[BEGIN SELECTED EXTRACT]

# Shoe repairs (stitching required)- a mission impossible???



## Yoga girl (Oct 19, 2008)

HI everyone

I have a pair of shoes that came unstitched last week. Nothing major, with the right needle it would take about 10 minutes work and they would be new again... unfortunately i cant seem to be able to find anyone who will do this job!

I have been taking my shoes to different places only to hear.... " No Madam, we repair shoes but no stitching!" as if I was asking them to go to the moon and back.

Now, this is a city with 2 million people... most of whom are expats.. I know exactly where to take these shoes when i go back home for a holiday this summer, but surely someone here does this??????:confused2:

I had the same predicament when the zip of one of my pairs of jeans broke last year.. luckily i was going back to Europe on business and i got it done there...

Does anyone know of a shoe repair shop, preferably in Marina end of town, that does all repairs and yes including stitching???? How about simple tailoring ????

Any help would be most welcome. I tried to google it but came up with nothing!:ranger:


----------



## GlabrousD (Apr 21, 2010)

[END SELECTED EXTRACT]

* EXERCISE A: Check each statement against the shoe repair thread and say whether it agrees: (i) the shoes came unstitched last week; (ii) the poster had the broken jeans zip fixed locally; (iii) an online search turned up a repair shop. For each, answer yes or no and quote the deciding words.
* EXERCISE B: Resume the shoe repair thread after its final line.

[BEGIN RECORDED DATA]

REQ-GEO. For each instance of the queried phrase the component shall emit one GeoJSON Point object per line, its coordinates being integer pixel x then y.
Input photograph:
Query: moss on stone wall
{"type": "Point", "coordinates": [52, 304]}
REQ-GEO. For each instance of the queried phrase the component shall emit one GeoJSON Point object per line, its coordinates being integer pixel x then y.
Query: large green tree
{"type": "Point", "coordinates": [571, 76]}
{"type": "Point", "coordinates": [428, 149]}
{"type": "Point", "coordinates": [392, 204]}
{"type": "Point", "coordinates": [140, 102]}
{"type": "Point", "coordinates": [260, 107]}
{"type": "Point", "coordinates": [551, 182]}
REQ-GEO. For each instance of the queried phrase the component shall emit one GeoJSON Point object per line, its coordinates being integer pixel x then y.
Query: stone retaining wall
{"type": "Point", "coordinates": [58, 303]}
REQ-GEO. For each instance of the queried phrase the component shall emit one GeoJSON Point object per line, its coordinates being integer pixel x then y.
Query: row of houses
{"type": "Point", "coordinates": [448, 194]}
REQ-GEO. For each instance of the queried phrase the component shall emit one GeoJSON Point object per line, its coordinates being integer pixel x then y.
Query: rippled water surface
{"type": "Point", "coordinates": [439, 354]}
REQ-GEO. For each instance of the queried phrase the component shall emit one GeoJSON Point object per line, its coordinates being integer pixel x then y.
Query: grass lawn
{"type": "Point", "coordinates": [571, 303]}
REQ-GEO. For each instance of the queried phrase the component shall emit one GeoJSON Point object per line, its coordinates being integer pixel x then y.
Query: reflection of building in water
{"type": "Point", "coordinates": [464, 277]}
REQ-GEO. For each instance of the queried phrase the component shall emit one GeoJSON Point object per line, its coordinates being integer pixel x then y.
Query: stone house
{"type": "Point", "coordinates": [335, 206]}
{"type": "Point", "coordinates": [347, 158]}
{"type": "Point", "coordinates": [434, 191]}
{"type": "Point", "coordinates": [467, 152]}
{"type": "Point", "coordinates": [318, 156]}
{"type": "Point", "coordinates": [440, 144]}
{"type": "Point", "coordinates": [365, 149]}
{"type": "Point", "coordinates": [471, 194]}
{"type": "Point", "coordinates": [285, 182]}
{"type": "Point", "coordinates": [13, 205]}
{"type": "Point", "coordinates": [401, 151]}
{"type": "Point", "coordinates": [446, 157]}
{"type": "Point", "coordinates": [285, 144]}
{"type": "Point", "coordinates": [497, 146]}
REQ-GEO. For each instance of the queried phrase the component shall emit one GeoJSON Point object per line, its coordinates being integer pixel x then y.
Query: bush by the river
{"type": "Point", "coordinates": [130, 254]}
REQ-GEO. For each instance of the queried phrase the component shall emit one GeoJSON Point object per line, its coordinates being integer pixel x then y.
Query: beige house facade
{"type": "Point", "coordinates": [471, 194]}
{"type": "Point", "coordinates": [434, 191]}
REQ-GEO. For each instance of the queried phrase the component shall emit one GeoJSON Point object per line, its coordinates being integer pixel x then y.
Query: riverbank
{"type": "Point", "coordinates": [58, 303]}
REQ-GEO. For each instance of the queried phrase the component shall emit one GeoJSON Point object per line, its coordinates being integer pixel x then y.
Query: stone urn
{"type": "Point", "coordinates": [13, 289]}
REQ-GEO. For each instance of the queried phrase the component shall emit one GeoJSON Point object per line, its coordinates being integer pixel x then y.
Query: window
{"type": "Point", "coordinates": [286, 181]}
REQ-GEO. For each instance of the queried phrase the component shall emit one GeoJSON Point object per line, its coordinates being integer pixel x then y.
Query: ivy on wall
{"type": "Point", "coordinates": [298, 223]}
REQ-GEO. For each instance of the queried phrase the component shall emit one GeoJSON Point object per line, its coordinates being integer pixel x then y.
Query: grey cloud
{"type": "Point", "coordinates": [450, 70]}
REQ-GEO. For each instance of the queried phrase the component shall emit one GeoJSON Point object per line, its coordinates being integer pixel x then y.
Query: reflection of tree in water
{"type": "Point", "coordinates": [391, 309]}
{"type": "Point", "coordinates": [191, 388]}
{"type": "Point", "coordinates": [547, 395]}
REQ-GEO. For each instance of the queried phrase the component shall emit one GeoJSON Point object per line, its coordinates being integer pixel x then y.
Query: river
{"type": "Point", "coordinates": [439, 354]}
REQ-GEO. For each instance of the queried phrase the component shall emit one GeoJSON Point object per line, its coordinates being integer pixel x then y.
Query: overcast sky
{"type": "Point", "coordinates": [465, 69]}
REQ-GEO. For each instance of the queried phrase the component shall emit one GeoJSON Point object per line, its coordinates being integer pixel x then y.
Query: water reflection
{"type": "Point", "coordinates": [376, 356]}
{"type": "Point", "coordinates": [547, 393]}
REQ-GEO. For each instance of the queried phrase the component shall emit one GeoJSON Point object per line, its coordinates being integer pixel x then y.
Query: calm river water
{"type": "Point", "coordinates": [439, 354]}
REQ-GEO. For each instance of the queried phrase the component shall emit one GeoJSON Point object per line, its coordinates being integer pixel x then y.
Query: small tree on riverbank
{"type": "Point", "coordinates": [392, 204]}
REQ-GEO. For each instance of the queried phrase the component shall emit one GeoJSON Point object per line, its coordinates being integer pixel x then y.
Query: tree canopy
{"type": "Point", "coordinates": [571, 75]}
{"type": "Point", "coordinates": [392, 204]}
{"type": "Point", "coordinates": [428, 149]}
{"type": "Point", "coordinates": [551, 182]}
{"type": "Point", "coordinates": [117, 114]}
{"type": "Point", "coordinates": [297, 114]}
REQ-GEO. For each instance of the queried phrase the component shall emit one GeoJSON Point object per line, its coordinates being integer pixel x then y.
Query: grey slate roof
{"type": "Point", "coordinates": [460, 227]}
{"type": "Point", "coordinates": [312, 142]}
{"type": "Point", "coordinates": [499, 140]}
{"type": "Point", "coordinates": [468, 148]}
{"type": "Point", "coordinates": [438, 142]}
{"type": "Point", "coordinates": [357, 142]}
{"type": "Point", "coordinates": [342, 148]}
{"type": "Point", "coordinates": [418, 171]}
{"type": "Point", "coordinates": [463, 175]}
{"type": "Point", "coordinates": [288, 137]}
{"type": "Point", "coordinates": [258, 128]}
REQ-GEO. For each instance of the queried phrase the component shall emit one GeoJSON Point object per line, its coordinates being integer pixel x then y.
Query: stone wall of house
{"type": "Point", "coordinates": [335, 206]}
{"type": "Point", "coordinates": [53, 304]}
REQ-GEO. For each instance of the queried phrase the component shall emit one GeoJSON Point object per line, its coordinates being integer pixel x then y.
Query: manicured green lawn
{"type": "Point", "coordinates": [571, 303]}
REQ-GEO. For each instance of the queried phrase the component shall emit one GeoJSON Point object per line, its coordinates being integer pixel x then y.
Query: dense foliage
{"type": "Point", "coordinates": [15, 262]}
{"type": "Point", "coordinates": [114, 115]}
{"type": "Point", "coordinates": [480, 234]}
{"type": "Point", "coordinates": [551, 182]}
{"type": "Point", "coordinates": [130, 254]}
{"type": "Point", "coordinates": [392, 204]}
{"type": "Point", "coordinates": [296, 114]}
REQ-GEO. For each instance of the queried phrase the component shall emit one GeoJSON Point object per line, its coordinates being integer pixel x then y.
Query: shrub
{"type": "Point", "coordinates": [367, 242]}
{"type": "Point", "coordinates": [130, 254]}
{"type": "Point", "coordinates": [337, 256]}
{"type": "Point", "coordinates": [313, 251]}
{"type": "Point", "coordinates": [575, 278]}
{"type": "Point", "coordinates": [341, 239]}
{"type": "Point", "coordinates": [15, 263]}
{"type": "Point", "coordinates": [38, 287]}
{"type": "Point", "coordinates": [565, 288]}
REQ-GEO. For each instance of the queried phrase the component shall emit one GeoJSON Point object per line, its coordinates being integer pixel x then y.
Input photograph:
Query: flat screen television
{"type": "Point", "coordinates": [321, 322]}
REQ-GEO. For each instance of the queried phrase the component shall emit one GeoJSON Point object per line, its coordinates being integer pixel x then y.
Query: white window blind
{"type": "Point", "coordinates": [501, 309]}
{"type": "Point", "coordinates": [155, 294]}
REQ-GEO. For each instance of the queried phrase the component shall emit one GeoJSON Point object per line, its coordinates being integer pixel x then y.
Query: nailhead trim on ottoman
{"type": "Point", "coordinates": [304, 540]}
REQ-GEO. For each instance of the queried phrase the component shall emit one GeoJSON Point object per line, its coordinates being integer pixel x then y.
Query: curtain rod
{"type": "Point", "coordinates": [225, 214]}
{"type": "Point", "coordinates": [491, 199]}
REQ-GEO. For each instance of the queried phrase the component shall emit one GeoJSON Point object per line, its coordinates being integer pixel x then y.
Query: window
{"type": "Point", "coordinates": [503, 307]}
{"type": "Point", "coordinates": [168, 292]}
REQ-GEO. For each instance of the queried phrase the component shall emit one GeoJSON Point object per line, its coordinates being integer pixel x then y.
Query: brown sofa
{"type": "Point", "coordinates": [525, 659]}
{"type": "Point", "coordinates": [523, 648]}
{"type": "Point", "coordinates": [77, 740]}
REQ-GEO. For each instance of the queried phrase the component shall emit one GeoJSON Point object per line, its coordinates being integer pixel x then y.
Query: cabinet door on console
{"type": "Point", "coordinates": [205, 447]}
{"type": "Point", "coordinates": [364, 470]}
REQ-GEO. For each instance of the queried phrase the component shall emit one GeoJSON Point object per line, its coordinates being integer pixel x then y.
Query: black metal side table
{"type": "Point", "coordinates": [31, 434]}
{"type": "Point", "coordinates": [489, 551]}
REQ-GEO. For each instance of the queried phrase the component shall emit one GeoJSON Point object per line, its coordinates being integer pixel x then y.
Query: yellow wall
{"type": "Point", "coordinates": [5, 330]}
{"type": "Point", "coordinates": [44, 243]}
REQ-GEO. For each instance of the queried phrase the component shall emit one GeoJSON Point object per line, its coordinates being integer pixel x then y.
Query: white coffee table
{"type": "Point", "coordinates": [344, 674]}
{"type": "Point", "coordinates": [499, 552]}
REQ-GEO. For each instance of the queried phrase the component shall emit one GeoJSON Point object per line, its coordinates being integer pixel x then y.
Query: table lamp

[END RECORDED DATA]

* WRITTEN REPLY A:
(i) Yes: "I have a pair of shoes that came unstitched last week."
(ii) No: "luckily i was going back to Europe on business and i got it done there..."
(iii) No: "I tried to google it but came up with nothing!"

* WRITTEN REPLY B:
I've been after a proper shoe repair place for years and, like you, have had to resort to taking things back to Europe. I've even checked with my tailor if they know of anywhere in Karama or Satwa that can do the job... no luck 

Sorry I can't help. Cheers, GD.


----------



## oh! (Feb 24, 2010)

you are looking for a cobbler...I doubt it you would find it in the more upscale parts of town...try areas like Satwa or maybe even Sharjah...you know where the masses shop...Better yet, ask the guy who picks up your trash (I am not kidding...ask those who cannot afford to buy new shoes and just get their old ones repaired)...I am sure someone must be servicing them. And don't worry on the quality, some of these old cobblers can be quite skillfull with a needle and a hammer...you can even ask a cabbie...

If you come across a Pakistani cab driver just ask him where to find a "Mochee" (MO is pronounced like More with out the re, Ch as in Chips and ee as in ending with Y..Mo ch ee)


----------



## |James| (Dec 23, 2009)

Mo chai ?


----------



## oh! (Feb 24, 2010)

|James| said:


> Mo chai ?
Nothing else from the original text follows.